Required task> Can you transcribe, unchanged, the lines in the records below from the line containing "TARGET: neck" through the line containing "[(158, 26), (20, 23)]", both included?

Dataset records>
╔══

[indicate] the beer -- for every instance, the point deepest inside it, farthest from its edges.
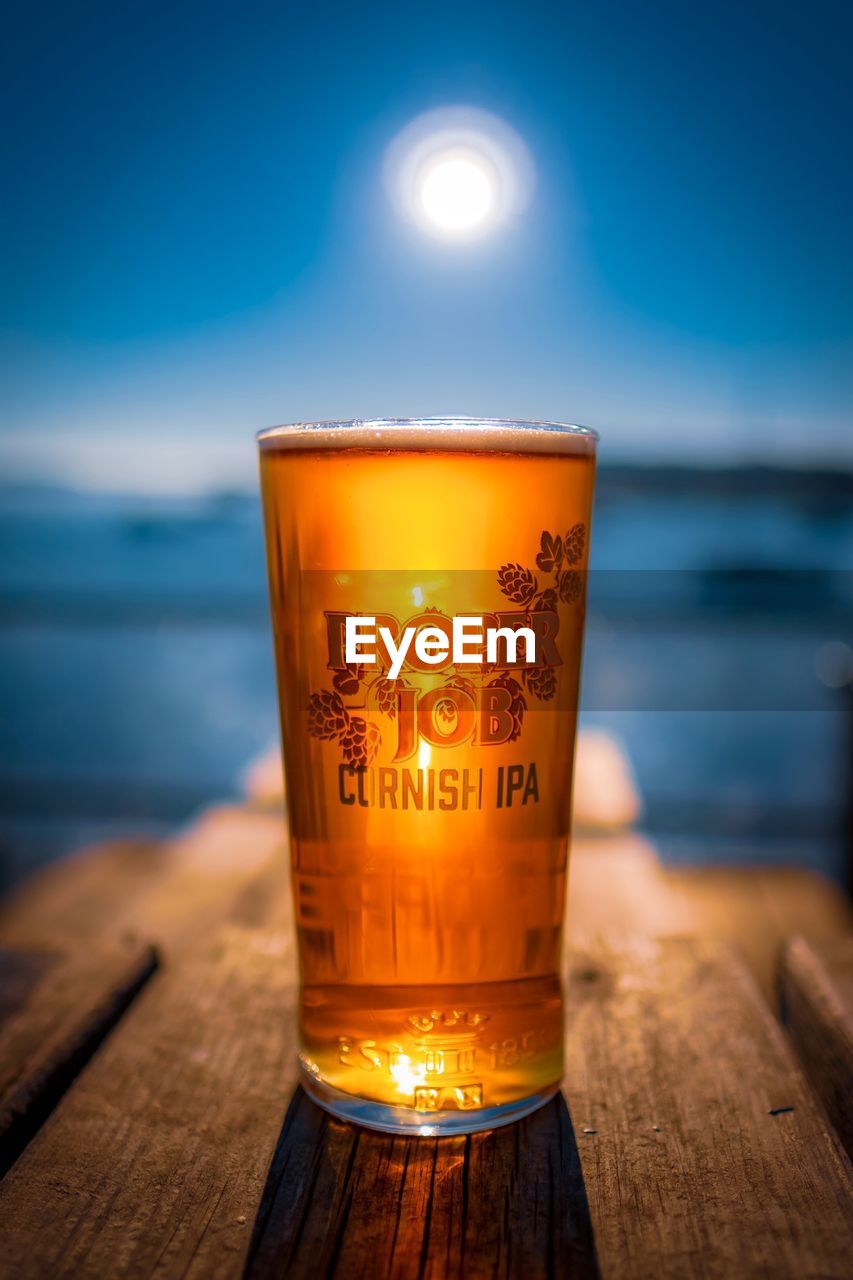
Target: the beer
(428, 805)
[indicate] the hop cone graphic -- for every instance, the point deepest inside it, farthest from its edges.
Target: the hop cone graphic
(518, 707)
(574, 544)
(387, 695)
(542, 682)
(360, 743)
(570, 585)
(546, 600)
(327, 714)
(551, 552)
(516, 583)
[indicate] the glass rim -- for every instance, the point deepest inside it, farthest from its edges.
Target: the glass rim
(492, 432)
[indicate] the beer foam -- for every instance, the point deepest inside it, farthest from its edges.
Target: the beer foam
(429, 434)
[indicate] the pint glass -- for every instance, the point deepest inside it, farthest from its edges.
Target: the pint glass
(428, 782)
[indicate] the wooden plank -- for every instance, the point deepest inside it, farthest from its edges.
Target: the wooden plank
(756, 909)
(702, 1150)
(817, 1000)
(228, 865)
(155, 1161)
(343, 1201)
(55, 1009)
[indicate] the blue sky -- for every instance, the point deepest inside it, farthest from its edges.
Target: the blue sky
(196, 240)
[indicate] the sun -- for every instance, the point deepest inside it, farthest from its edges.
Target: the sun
(457, 191)
(459, 173)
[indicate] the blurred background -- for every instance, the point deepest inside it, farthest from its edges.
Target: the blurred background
(210, 225)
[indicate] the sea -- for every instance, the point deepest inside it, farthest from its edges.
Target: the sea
(137, 686)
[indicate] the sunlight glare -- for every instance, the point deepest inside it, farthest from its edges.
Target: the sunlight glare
(457, 192)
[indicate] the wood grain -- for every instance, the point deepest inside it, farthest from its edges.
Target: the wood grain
(817, 997)
(228, 865)
(702, 1148)
(347, 1202)
(155, 1161)
(694, 1147)
(56, 1005)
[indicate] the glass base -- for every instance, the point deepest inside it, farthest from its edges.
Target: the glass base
(419, 1124)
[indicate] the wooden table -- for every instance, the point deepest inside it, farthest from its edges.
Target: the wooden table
(149, 1124)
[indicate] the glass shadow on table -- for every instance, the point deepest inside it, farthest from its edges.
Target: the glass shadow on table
(341, 1200)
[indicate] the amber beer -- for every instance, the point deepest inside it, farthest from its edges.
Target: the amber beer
(429, 813)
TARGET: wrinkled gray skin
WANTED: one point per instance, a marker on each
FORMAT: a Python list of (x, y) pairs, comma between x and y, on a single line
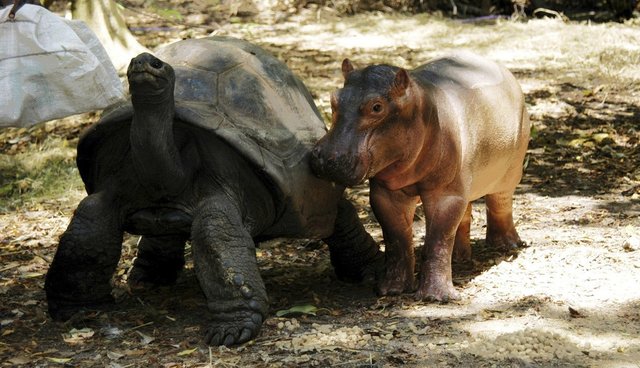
[(446, 133), (161, 169)]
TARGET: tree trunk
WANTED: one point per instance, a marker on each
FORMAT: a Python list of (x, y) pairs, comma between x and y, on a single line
[(104, 18)]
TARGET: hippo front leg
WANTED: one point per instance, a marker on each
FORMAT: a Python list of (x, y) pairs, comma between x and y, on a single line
[(443, 215), (86, 259), (226, 266), (394, 211)]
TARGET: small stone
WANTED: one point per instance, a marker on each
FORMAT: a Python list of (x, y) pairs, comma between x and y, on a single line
[(632, 244)]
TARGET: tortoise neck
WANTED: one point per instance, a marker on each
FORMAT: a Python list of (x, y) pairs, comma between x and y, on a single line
[(155, 156)]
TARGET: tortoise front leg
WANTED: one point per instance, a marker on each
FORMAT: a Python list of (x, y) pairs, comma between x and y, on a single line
[(354, 253), (225, 264), (86, 259)]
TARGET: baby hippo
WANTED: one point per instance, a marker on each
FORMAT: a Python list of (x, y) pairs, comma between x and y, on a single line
[(446, 133)]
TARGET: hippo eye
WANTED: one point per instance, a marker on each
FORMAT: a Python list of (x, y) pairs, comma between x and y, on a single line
[(156, 64)]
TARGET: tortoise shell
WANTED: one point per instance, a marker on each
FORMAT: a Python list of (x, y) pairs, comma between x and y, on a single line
[(244, 95)]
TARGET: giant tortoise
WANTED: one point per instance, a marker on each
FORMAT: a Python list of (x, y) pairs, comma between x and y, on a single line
[(213, 147)]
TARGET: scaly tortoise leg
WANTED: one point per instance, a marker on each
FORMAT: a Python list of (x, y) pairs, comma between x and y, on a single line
[(354, 253), (226, 266), (88, 254)]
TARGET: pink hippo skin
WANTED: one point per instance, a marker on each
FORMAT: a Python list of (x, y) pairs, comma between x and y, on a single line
[(446, 133)]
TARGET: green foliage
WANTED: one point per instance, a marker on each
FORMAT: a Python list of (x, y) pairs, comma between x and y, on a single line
[(39, 175)]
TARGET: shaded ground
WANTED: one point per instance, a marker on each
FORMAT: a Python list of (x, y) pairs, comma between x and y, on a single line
[(572, 298)]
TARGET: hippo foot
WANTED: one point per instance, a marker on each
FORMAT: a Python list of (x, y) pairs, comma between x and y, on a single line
[(62, 310), (237, 328), (437, 293), (396, 283)]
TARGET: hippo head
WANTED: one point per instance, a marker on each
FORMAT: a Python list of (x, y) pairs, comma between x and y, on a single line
[(371, 125)]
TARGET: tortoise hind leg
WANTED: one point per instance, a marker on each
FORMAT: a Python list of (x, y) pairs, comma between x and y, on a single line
[(226, 266), (354, 253), (159, 260)]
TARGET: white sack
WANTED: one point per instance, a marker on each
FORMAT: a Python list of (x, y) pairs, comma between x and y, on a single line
[(50, 68)]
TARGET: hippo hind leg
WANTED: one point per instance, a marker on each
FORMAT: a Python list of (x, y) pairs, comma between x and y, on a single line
[(462, 245), (501, 231), (159, 260)]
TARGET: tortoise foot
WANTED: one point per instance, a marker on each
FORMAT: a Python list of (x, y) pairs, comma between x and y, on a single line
[(236, 328), (437, 292)]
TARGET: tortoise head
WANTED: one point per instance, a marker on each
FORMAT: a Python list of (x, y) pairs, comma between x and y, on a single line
[(150, 79)]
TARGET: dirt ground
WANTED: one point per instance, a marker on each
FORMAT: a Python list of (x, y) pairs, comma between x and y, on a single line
[(569, 299)]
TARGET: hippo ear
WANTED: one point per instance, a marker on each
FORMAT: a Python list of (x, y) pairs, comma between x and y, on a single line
[(400, 83), (347, 68)]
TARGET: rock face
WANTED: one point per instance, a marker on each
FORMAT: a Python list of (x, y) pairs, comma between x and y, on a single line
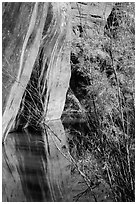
[(36, 71)]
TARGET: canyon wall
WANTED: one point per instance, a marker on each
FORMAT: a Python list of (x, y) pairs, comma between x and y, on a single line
[(36, 40)]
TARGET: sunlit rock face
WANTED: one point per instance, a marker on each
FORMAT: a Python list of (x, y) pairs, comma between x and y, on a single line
[(36, 71)]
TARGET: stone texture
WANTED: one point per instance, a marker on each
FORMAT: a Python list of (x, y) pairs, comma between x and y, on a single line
[(36, 32)]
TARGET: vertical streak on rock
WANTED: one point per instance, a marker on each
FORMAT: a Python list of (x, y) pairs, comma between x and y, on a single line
[(27, 61), (58, 72)]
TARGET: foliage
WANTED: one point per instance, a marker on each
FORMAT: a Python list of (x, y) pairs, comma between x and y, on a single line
[(107, 61)]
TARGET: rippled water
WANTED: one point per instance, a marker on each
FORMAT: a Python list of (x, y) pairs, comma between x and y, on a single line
[(37, 167)]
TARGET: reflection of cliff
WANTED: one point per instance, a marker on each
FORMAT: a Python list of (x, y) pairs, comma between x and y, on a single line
[(38, 169), (36, 69)]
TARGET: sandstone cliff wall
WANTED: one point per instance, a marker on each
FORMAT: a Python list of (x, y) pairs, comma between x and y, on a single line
[(36, 37)]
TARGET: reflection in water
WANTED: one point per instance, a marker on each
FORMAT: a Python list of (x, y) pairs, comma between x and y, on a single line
[(35, 167)]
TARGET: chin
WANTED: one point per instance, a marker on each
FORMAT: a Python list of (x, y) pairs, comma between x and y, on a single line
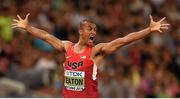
[(91, 44)]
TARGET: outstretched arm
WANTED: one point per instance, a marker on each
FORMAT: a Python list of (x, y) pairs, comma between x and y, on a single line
[(55, 42), (108, 48)]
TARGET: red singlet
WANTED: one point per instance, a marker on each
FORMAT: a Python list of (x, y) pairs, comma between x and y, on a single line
[(79, 75)]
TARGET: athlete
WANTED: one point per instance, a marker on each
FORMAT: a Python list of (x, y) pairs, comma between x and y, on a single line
[(83, 57)]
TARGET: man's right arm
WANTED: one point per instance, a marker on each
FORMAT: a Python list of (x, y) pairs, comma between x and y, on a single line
[(41, 34), (55, 42)]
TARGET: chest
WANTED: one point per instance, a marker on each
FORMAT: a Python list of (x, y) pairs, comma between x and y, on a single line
[(78, 61)]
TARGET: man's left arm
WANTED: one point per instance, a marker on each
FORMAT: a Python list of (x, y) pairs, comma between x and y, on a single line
[(110, 47)]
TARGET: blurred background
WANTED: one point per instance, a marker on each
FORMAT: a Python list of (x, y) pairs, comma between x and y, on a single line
[(150, 67)]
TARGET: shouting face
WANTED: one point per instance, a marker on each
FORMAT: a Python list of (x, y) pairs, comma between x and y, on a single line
[(87, 32)]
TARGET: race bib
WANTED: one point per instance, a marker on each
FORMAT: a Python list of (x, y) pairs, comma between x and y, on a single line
[(74, 80)]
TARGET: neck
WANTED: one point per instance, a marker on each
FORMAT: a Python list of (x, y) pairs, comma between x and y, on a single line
[(80, 47), (80, 44)]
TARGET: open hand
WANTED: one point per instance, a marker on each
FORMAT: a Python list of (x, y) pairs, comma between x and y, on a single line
[(158, 26), (20, 23)]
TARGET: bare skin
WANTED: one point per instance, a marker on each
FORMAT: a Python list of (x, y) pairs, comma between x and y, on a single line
[(101, 50)]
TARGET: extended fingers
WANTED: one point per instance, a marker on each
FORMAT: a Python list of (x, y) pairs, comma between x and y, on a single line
[(15, 20), (162, 19), (27, 16), (151, 19), (14, 25)]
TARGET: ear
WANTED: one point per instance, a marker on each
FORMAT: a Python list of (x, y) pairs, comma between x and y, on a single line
[(80, 31)]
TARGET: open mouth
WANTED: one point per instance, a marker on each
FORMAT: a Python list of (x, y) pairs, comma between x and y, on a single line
[(91, 38)]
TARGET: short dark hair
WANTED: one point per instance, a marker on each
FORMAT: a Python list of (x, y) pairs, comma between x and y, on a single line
[(85, 21)]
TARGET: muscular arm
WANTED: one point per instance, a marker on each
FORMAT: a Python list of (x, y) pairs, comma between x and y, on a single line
[(55, 42), (110, 47)]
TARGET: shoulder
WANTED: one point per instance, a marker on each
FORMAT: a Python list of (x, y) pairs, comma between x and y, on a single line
[(98, 49), (67, 44)]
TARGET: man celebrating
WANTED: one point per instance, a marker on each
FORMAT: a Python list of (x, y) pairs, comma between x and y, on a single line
[(83, 57)]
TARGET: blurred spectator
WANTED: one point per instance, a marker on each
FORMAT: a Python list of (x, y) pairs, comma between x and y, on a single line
[(147, 68)]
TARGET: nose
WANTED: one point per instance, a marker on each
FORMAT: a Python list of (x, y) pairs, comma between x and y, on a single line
[(94, 32)]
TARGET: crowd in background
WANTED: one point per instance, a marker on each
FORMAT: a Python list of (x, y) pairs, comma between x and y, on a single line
[(146, 68)]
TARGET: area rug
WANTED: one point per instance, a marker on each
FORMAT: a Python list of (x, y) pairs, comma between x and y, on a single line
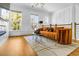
[(75, 52), (46, 47)]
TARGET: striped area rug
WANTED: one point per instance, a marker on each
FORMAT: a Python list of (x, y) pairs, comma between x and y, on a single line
[(47, 47)]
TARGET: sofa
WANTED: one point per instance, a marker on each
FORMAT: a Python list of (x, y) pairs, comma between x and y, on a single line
[(51, 33)]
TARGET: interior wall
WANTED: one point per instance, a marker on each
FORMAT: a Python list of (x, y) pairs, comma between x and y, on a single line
[(65, 16), (26, 22)]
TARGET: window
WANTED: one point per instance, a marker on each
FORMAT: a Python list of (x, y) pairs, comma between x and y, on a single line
[(5, 14), (46, 20), (14, 17), (34, 19)]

╚══

Exercise answer>
TARGET: neck
WANTED: one point per instance, a marker on each
FORMAT: a Python list of (x, y) pairs, comma between x and y, on a single line
[(80, 47), (80, 44)]
TARGET: open hand
WANTED: one point per instance, a marker on each
FORMAT: a Python list of (x, y) pairs, comma between x and y, on a single line
[(158, 26), (20, 23)]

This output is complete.